**Stated task**
Copy out all of the lines below word for word, leaving out the pictures.

===== Record extracts

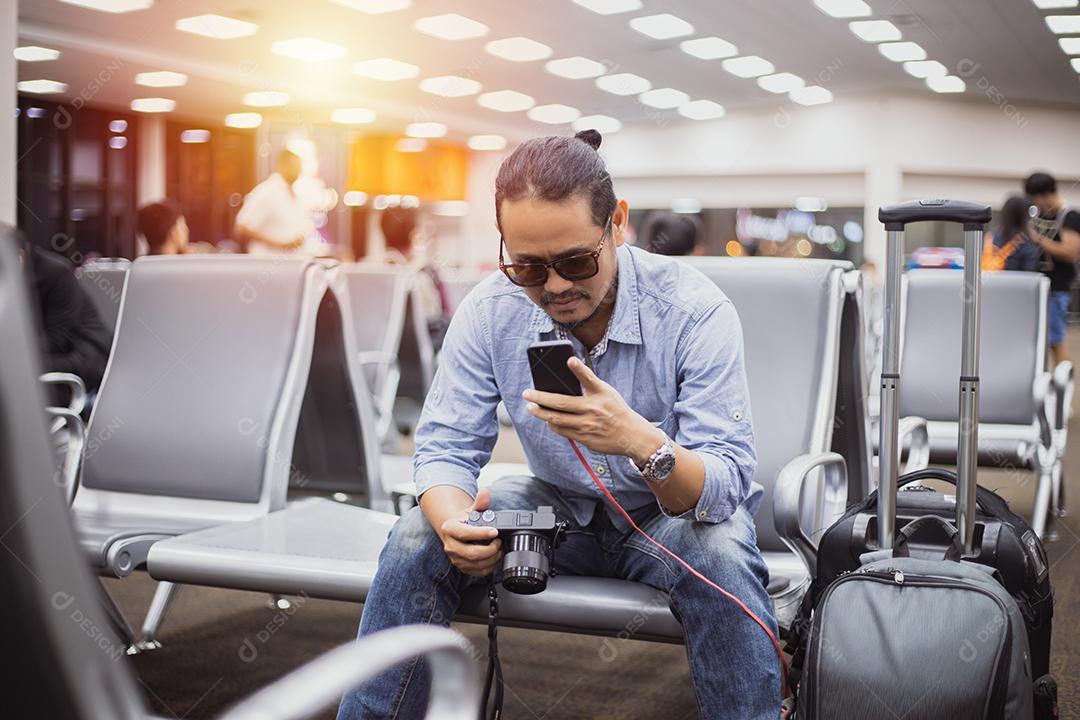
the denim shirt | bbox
[414,245,762,529]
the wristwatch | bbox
[630,437,675,485]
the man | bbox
[1024,173,1080,365]
[235,150,314,255]
[338,131,780,720]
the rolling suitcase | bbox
[789,200,1056,720]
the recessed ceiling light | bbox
[484,36,552,63]
[225,112,262,127]
[1047,15,1080,35]
[573,0,642,15]
[630,13,693,40]
[244,90,288,108]
[573,116,622,135]
[813,0,874,17]
[330,108,375,125]
[757,72,807,95]
[352,57,420,82]
[15,45,60,63]
[175,13,259,40]
[678,100,725,120]
[878,42,927,63]
[528,103,581,125]
[637,87,690,110]
[420,74,483,97]
[848,21,901,42]
[596,72,652,95]
[787,85,833,105]
[132,97,176,112]
[135,70,188,87]
[927,74,968,93]
[405,122,446,137]
[678,37,739,60]
[543,55,607,80]
[904,60,948,78]
[413,13,488,40]
[270,38,345,63]
[720,55,777,78]
[476,90,537,112]
[60,0,153,13]
[15,80,67,95]
[333,0,413,15]
[469,135,507,150]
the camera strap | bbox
[480,575,503,720]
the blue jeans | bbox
[338,477,780,720]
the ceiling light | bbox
[15,80,67,95]
[413,13,488,40]
[405,122,446,137]
[352,57,420,82]
[476,90,537,112]
[787,85,833,105]
[596,72,652,95]
[484,36,552,63]
[420,74,483,97]
[813,0,874,17]
[14,45,60,63]
[720,55,777,78]
[225,112,262,127]
[135,70,188,87]
[244,90,288,108]
[330,108,375,125]
[180,130,210,144]
[132,97,176,112]
[528,103,581,125]
[270,38,345,63]
[630,13,693,40]
[637,87,690,110]
[848,21,901,42]
[573,0,642,15]
[878,42,927,63]
[927,74,968,93]
[333,0,413,15]
[469,135,507,150]
[904,60,948,78]
[678,37,739,60]
[573,116,622,135]
[1047,15,1080,35]
[757,72,807,94]
[543,55,607,80]
[60,0,153,13]
[175,13,259,40]
[678,100,725,120]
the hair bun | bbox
[573,128,604,150]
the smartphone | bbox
[528,340,581,395]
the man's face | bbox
[500,195,626,326]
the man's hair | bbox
[1024,173,1057,198]
[645,213,698,255]
[136,200,184,255]
[495,130,617,227]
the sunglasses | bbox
[499,217,611,287]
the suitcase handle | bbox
[892,515,963,562]
[878,200,990,230]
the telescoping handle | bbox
[878,200,990,555]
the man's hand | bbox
[523,357,664,465]
[429,490,502,578]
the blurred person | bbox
[1024,173,1080,364]
[338,131,780,720]
[235,150,315,255]
[15,231,112,402]
[136,200,188,255]
[645,213,705,255]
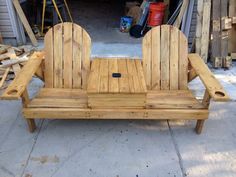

==========

**Expected output**
the denim shirt | bbox
[414,245,762,529]
the wristwatch | bbox
[630,437,675,485]
the man | bbox
[1024,173,1080,365]
[235,150,314,255]
[338,131,780,720]
the rolling suitcase | bbox
[789,200,1056,720]
the recessed ceiling light | bbox
[484,36,552,63]
[225,112,262,127]
[1047,15,1080,35]
[573,0,642,15]
[630,13,693,40]
[244,90,288,108]
[573,116,622,135]
[813,0,874,17]
[330,108,375,125]
[757,72,807,95]
[352,57,420,82]
[15,45,60,63]
[175,13,259,40]
[678,100,725,120]
[878,42,927,63]
[528,103,581,125]
[637,87,690,110]
[420,74,483,97]
[848,21,901,42]
[596,72,652,95]
[787,85,833,105]
[132,97,176,112]
[135,70,188,87]
[927,74,968,93]
[405,122,446,137]
[678,37,739,60]
[543,55,607,80]
[904,60,948,78]
[413,13,488,40]
[270,38,345,63]
[720,55,777,78]
[476,90,537,112]
[60,0,153,13]
[15,80,67,95]
[333,0,413,15]
[469,135,507,150]
the camera strap | bbox
[480,575,503,720]
the blue jeans | bbox
[338,477,780,720]
the ceiling light | bbox
[15,80,67,95]
[413,13,488,40]
[405,122,446,137]
[352,57,420,82]
[476,90,537,112]
[787,85,833,105]
[596,72,652,95]
[484,36,552,63]
[420,74,483,97]
[813,0,874,17]
[14,45,60,63]
[720,55,777,78]
[225,112,262,127]
[135,70,188,87]
[244,90,288,108]
[330,108,375,125]
[180,130,210,144]
[132,97,176,112]
[528,103,581,125]
[270,38,345,63]
[630,13,693,40]
[637,87,690,110]
[848,21,901,42]
[573,0,642,15]
[878,42,927,63]
[927,74,968,93]
[333,0,413,15]
[469,135,507,150]
[904,60,948,78]
[678,37,739,60]
[573,116,622,135]
[1047,15,1080,35]
[757,72,807,94]
[543,55,607,80]
[60,0,153,13]
[175,13,259,40]
[678,100,725,120]
the hair bun | bbox
[573,128,604,150]
the smartphone | bbox
[528,340,581,395]
the man's face | bbox
[500,195,626,326]
the man's hair | bbox
[1024,173,1057,198]
[645,213,698,255]
[136,200,184,255]
[495,130,617,227]
the sunglasses | bbox
[499,217,611,287]
the suitcase handle | bbox
[892,515,963,562]
[878,200,990,230]
the telescoping handle | bbox
[878,200,990,555]
the man's hand | bbox
[523,357,664,465]
[429,490,502,578]
the blurred person | bbox
[1024,173,1080,364]
[338,131,780,720]
[235,150,315,255]
[15,231,112,402]
[136,200,188,255]
[645,213,705,255]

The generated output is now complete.